(Information provided)
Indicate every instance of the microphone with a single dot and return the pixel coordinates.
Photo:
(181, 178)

...

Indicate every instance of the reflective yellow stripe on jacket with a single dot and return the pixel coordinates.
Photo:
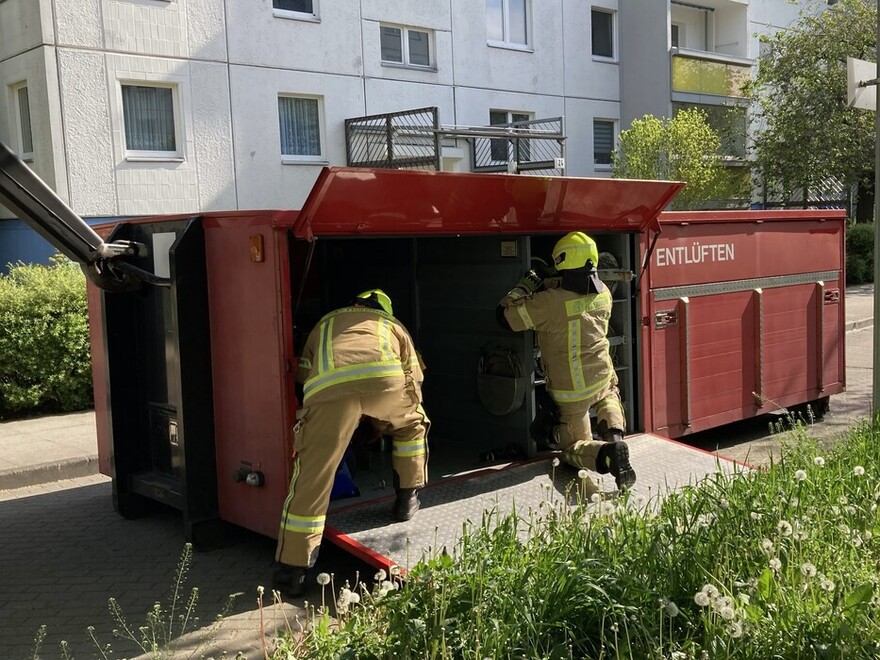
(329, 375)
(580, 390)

...

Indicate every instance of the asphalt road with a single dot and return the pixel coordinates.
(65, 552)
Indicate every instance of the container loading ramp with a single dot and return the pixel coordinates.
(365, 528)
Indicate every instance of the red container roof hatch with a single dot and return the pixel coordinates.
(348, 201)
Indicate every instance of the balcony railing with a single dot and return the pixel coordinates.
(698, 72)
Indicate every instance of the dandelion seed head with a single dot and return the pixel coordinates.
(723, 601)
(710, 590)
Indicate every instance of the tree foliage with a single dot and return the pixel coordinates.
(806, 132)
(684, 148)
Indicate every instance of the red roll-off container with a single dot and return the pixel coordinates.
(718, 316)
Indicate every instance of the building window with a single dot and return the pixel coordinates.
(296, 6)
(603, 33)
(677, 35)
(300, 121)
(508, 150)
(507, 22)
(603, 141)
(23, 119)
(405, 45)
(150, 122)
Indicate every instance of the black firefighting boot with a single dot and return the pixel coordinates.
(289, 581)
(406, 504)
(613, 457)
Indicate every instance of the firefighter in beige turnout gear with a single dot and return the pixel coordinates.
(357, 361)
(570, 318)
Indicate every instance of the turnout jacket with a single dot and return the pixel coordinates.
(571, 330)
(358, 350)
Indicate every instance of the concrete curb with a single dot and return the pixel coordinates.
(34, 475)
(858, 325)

(Exercise prompt)
Collect every line from the records above that contains the word "jacket" and copy each one in full.

(Expected output)
Indicate every instance of the reflective yellow stripe on jacket with a single dot and return the pixel coordinates.
Indicate every instance of the turnout jacket with a single dot and return the pixel coordinates.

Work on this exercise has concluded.